Supplied passage:
“Workers don’t trash their work site or the means of production. So we will continue to do so. Because it’s necessary.”

Paris: We’re still here

Posted: September 17th, 2016 | Author: | Filed under: Reportbacks | No Comments »

Reportback on the events of Thursday September 15 against the Labour Law
Snake marches before the big “joint” march, and another snake march after.  After all, we’re still here, ready to fuck shit up, everyone is down… [Lyrics from On est Encore là by NTM]

[Pics and links in the original post. Square brackets are translators notes]

Before

From 6:30 in the morning, high school students were already throwing down. Some short reports are available here.

At 11am, there was supposed to be a secret meetup with some high school groups at Nation square, but the cops found out about it: tons and tons of pigs all over the square. While some demonstrators got kettled, about 200 of us (mostly higschool students or youth) regrouped in front of Helene Boucher school on Cours de Vincennes and decided to take the metro to Lyon Station.

[Object position labeling entries]
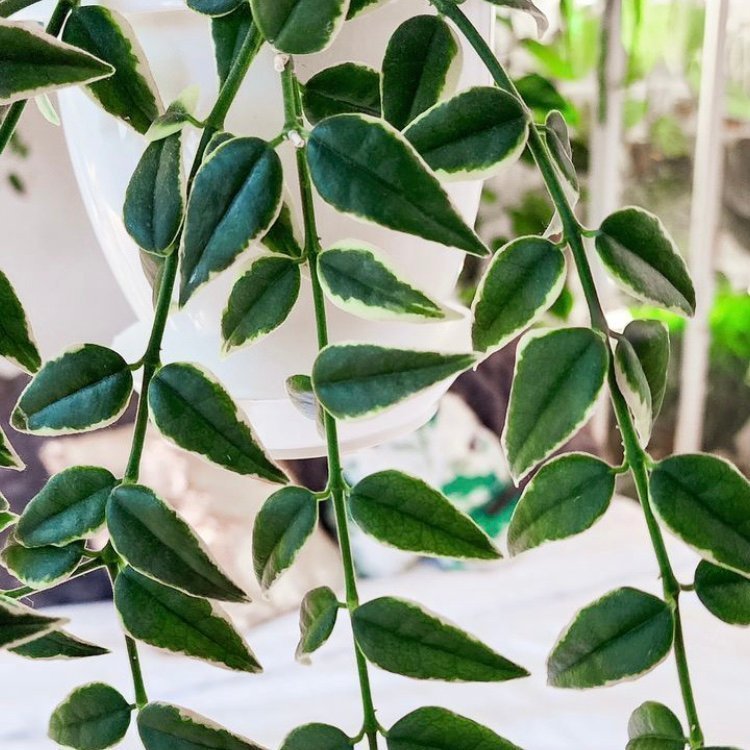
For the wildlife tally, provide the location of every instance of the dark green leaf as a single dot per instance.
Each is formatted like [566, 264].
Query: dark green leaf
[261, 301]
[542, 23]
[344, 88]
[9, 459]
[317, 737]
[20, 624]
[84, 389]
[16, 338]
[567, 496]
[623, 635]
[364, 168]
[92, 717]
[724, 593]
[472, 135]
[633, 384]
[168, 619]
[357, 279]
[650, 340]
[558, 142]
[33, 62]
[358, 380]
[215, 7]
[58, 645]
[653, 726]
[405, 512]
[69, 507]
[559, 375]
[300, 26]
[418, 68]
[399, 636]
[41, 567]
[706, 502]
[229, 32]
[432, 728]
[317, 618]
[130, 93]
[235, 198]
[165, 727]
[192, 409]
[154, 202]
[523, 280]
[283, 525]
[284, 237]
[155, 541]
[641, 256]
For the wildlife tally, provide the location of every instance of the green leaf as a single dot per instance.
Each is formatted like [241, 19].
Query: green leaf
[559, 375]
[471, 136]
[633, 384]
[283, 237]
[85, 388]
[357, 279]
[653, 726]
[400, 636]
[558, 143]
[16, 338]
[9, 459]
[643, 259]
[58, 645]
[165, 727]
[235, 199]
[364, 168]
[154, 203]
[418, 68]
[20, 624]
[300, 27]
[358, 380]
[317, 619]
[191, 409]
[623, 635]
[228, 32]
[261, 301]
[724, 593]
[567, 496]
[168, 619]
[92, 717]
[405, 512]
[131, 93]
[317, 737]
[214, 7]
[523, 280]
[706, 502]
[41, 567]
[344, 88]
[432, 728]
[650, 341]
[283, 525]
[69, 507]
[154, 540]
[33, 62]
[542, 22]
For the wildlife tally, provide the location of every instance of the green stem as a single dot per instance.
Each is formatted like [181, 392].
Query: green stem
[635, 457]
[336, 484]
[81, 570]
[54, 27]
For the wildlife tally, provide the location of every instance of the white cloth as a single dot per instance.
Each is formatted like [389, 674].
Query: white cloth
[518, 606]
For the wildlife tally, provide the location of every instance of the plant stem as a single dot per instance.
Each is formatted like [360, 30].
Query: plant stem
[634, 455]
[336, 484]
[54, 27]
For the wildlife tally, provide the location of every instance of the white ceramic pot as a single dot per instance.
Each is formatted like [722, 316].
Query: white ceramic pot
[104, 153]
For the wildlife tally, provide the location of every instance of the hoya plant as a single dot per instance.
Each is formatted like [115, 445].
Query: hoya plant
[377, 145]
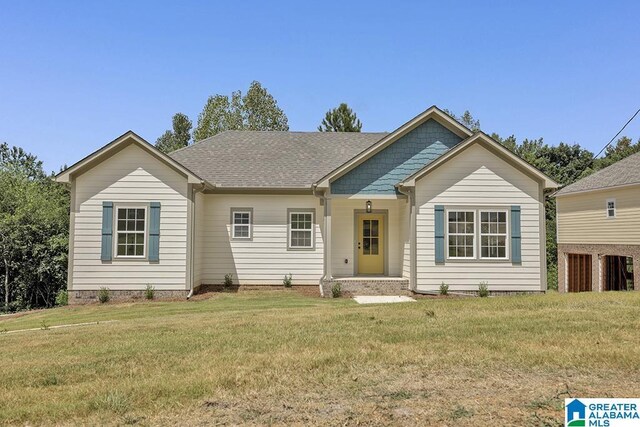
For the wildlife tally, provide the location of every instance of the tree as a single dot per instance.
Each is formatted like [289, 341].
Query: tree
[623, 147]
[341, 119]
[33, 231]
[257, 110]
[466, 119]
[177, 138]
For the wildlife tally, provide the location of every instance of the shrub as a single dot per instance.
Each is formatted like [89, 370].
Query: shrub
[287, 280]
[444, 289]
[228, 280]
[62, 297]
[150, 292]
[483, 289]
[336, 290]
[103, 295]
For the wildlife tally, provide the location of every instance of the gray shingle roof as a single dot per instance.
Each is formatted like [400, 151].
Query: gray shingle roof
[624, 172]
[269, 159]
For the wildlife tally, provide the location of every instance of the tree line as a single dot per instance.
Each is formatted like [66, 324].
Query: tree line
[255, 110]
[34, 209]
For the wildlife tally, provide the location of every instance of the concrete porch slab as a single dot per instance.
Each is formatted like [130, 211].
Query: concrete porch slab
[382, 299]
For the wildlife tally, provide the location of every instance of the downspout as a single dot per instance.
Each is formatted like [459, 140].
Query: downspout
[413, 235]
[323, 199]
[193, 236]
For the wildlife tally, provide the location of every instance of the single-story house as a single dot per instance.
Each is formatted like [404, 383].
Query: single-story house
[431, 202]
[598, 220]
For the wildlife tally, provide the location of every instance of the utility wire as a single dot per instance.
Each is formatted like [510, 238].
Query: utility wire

Problem 1:
Transcribe the Paris reportback from "At 11am, there" up to and including "to Lyon Station.".
Problem 2:
In the Paris reportback, how many people regrouped in front of Helene Boucher school?
The records have no part in any of this.

Right answer 1:
At 11am, there was supposed to be a secret meetup with some high school groups at Nation square, but the cops found out about it: tons and tons of pigs all over the square. While some demonstrators got kettled, about 200 of us (mostly higschool students or youth) regrouped in front of Helene Boucher school on Cours de Vincennes and decided to take the metro to Lyon Station.

Right answer 2:
About 200.